§ Given problem
Copy out, unchanged, the stretch of the records below that opens with the line containing "Camera-trap review: tag the car" and runs through the end of the records.

Excerpts from a pointing dataset:

■ ■ ■ ■ ■

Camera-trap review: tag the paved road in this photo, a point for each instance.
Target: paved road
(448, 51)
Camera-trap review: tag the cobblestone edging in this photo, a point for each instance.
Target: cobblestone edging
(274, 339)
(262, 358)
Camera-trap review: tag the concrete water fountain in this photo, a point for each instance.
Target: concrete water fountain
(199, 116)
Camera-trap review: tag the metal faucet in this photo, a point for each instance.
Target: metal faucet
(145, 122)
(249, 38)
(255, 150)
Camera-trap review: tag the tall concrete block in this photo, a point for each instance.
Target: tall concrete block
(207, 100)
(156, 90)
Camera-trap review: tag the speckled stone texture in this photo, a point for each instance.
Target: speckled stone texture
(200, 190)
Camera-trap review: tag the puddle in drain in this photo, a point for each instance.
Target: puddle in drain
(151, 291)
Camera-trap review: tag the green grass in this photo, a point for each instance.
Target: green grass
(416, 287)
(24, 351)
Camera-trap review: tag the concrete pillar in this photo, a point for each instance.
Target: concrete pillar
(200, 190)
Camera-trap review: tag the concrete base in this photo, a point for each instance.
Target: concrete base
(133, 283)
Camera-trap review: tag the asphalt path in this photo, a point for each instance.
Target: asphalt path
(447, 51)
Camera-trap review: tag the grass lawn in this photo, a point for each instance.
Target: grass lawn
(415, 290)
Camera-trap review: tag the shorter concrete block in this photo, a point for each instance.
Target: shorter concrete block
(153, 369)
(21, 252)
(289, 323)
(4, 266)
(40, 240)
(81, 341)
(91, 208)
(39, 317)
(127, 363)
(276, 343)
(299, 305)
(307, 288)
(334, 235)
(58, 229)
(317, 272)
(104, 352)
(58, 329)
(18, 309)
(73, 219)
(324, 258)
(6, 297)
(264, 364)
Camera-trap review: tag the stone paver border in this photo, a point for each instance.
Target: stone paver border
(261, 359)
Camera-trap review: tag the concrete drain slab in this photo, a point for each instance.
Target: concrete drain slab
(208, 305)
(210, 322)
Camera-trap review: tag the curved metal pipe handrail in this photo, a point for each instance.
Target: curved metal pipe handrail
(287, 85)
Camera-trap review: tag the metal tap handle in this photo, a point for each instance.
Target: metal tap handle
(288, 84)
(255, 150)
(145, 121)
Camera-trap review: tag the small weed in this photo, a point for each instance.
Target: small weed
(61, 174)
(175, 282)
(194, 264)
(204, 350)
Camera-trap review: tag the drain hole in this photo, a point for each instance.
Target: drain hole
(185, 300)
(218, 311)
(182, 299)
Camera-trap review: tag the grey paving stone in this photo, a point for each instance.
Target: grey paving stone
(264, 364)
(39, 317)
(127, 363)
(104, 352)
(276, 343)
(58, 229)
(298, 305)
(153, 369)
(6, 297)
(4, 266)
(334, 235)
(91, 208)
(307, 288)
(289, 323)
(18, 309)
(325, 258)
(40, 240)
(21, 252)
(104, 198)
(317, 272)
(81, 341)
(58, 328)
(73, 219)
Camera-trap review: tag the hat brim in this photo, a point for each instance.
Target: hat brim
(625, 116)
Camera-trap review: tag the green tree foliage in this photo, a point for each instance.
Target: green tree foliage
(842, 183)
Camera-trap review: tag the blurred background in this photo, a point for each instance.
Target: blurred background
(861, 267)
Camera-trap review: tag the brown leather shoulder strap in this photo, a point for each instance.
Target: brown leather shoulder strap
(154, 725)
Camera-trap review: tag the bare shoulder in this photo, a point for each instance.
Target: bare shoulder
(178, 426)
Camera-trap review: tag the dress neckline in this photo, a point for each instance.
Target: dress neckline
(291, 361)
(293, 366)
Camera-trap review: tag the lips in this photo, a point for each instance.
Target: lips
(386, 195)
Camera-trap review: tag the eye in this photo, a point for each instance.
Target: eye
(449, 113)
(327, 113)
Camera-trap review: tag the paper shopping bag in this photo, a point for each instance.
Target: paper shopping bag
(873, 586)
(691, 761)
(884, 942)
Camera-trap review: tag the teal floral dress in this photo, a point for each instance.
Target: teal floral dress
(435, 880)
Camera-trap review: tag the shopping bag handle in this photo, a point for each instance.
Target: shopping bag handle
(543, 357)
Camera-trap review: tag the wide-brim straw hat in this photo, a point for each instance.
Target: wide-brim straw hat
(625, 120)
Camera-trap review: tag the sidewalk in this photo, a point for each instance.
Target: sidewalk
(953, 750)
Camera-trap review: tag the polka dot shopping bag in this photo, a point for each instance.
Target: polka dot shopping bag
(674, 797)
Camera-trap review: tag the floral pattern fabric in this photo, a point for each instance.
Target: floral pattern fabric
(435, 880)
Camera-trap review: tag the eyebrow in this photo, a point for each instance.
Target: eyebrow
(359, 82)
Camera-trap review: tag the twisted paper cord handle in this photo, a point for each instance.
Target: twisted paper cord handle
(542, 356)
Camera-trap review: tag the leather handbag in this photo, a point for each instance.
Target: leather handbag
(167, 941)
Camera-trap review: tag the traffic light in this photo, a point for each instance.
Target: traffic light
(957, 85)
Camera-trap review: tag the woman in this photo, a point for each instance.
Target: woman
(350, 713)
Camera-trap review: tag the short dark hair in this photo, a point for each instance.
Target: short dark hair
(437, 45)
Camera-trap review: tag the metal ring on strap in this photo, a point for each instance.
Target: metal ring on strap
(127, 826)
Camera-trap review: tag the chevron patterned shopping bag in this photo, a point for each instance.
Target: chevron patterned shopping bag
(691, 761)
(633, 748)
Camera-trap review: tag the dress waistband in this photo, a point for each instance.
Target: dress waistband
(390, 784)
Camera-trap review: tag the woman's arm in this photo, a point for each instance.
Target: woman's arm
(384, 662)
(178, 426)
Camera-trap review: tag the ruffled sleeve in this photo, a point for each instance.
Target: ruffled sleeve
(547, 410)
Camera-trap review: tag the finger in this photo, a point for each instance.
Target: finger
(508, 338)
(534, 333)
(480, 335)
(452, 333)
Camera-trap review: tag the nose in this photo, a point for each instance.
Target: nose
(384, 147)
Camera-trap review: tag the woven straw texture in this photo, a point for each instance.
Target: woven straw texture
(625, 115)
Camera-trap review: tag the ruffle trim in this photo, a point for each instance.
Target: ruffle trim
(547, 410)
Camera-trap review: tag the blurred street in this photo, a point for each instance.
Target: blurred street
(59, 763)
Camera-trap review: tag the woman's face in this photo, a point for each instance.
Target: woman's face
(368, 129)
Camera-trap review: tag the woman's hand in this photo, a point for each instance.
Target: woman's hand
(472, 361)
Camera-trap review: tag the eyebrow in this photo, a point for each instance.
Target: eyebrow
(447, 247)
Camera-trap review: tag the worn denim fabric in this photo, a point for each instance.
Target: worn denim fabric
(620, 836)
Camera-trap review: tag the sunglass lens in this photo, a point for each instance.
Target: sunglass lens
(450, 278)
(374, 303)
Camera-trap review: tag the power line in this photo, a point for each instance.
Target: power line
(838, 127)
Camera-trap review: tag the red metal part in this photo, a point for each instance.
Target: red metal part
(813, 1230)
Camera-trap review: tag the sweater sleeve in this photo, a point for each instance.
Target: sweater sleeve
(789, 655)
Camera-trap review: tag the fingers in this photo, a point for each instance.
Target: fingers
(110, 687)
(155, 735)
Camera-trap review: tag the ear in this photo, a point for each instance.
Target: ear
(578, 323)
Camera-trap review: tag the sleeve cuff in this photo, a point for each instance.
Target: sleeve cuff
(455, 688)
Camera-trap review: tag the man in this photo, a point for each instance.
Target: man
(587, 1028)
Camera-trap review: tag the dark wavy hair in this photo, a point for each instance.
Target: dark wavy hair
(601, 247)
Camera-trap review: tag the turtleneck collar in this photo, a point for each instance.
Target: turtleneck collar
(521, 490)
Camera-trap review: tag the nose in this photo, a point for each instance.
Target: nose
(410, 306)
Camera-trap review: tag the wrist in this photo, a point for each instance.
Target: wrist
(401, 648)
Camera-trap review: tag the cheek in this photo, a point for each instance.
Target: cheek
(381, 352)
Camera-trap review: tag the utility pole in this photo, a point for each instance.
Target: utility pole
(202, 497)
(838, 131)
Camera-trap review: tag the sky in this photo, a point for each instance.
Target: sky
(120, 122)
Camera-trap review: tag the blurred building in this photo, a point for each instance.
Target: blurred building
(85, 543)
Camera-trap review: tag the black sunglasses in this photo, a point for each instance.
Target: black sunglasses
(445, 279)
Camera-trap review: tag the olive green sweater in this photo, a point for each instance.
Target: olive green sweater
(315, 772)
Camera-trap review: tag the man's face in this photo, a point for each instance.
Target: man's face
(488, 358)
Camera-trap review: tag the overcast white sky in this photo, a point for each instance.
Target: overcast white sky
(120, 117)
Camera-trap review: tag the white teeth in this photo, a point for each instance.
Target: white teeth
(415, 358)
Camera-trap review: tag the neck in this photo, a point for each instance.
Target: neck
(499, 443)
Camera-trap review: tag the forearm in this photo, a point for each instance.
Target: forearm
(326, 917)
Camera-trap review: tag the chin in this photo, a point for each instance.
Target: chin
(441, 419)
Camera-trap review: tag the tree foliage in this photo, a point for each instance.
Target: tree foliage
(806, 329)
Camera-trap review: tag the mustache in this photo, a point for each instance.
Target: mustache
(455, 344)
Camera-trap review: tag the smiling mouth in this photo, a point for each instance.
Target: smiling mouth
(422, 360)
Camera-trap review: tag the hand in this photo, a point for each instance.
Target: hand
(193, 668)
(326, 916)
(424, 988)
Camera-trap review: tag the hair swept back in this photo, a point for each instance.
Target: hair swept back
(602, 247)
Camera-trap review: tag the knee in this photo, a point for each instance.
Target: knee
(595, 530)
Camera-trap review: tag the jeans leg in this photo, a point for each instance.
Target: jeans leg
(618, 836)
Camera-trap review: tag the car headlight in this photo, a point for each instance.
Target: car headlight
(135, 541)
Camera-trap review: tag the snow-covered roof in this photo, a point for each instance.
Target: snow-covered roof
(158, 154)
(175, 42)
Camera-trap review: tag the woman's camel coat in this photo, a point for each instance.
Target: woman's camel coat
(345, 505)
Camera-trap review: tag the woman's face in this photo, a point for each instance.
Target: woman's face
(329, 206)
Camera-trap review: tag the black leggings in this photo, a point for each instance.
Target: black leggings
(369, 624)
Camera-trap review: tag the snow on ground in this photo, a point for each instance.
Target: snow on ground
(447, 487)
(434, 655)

■ ■ ■ ■ ■

§ Full solution
Camera-trap review: tag the car headlight in this photo, a point for each instance.
Target: car headlight
(135, 541)
Camera-trap review: tag the snow-covered roof in this photo, a point for each instance.
Target: snow-covered roof
(158, 154)
(175, 42)
Camera-trap review: tag the woman's camel coat in this photo, a point for each instance.
Target: woman's camel coat
(345, 505)
Camera-trap review: tag the woman's face in this photo, a point for each instance.
Target: woman's face
(329, 206)
Camera-trap review: tag the black leggings in this photo, a point for each instance.
Target: black leggings
(369, 624)
Camera-trap review: tag the snow on ground in this photo, a point for each instance.
Target: snow on ground
(447, 487)
(434, 655)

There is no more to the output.